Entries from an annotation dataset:
↓↓↓

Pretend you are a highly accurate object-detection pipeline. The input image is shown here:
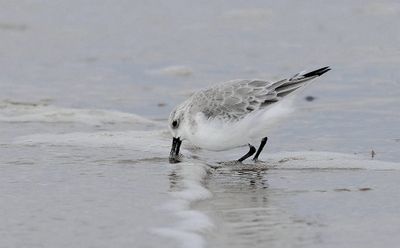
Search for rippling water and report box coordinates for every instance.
[0,0,400,247]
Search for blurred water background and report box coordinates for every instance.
[0,0,400,247]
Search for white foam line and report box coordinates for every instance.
[152,162,214,248]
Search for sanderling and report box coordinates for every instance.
[169,67,330,163]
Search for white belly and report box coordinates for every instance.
[187,101,291,151]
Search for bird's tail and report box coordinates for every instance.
[275,66,331,98]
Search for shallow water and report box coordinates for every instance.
[0,0,400,247]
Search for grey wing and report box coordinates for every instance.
[193,67,330,121]
[193,80,287,120]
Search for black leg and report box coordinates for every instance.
[253,137,268,161]
[238,144,256,162]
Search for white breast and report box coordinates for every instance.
[186,101,291,151]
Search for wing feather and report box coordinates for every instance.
[191,67,330,121]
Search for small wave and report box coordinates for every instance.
[14,130,171,156]
[152,161,213,248]
[149,65,193,77]
[0,101,160,126]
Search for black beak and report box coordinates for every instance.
[169,138,182,164]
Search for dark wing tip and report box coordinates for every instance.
[303,66,331,77]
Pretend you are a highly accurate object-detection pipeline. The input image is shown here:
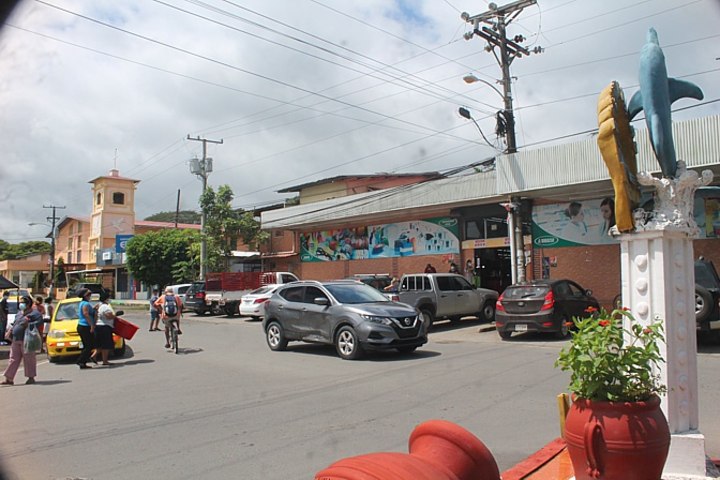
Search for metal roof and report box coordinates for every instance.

↑↑↑

Which lines in the listing above contain the string "wing"? Show each such line in full, matching case exactly.

Search for grey wing and report box coordinates for every instance.
Search for wing feather and report box coordinates for every instance.
Search for dark wing tip and report box coordinates for every instance.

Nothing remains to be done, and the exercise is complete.